## About this exercise:
Could you repeat every record exactly as it appears?

═══ Extracted records

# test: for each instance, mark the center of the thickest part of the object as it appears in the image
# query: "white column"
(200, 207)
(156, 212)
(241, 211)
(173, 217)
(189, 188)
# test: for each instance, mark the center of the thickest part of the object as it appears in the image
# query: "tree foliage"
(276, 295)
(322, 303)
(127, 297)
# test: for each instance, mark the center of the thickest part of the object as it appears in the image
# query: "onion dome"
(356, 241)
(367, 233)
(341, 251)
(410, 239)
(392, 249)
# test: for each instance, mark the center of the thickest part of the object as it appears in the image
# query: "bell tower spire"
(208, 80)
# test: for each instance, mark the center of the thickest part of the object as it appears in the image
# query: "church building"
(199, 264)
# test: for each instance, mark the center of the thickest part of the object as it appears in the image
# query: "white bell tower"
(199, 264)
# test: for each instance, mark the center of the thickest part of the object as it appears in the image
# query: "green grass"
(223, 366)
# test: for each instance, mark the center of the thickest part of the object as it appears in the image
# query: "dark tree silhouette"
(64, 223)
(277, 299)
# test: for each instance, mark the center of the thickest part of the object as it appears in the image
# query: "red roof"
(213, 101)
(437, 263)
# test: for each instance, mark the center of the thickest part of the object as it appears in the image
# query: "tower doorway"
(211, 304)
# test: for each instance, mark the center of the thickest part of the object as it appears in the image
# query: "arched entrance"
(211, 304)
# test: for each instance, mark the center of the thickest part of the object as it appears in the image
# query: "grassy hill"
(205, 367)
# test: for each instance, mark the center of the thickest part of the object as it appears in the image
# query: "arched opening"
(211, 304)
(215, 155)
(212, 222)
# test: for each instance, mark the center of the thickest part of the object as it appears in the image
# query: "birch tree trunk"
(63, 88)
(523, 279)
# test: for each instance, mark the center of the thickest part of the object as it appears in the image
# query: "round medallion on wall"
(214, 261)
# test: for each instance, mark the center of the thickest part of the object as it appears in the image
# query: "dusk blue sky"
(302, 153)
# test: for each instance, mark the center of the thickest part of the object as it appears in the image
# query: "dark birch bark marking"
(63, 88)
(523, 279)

══════

## Exercise result:
# test: for each instance, mark the center of the thickest part of the object as it appears in the image
# query: "white column"
(200, 207)
(156, 212)
(241, 211)
(173, 217)
(189, 188)
# test: for each instance, mark the center of the thickest part of the object as it appears in the image
# query: "tree foliage"
(276, 295)
(322, 303)
(127, 297)
# test: for each instance, mark the center of the thickest part of the object as it appears in the image
# query: "onion dome"
(356, 241)
(367, 233)
(341, 251)
(410, 239)
(392, 249)
# test: for each instance, mark the center of the thickest part of the object as it appears in the image
# query: "bell tower spire"
(208, 80)
# test: for each instance, mark the center of the thickest part of the object as it appears in the image
# query: "church building"
(199, 264)
# test: for each instance, mark the center of the thickest part of the object as it appears in the image
# query: "white bell tower"
(199, 264)
# test: for each instance, mark the center of the thickest part of the object as it appears in the image
# query: "green grass"
(223, 366)
# test: for each instance, mark the center of the thickest part of the object as it appears in the image
# query: "dark tree silhouette"
(64, 223)
(277, 299)
# test: for each instance, mark the center of the thickest part of the object as it appears in the image
# query: "red roof"
(213, 101)
(437, 263)
# test: for each instance, mark the center of the thickest part of the object as it appears in the image
# query: "tower doorway"
(211, 304)
# test: for each instance, mark the center of the thickest part of the object as it appears in the image
# query: "arched entrance"
(211, 304)
# test: for each instance, mark the center of the thickest part of the object as it appears in the image
# query: "grassy hill"
(205, 367)
# test: for each instance, mark the center of the thickest part of the object as it appears in the image
# query: "arched opening"
(211, 304)
(215, 155)
(212, 222)
# test: for each instance, mark the center of the thickest part of the object as it appears in the image
# query: "birch tree trunk"
(63, 88)
(523, 279)
# test: for each instance, mark the center of the thickest part of the object as it appears in the image
# query: "round medallion on wall"
(214, 261)
# test: for each instance, mark the center of the thickest part of the object as it appears in the image
# query: "dusk blue sky"
(302, 153)
# test: for each instance, mark the center of the thickest part of the object as it appears in the image
# query: "dark birch bark marking"
(63, 88)
(523, 279)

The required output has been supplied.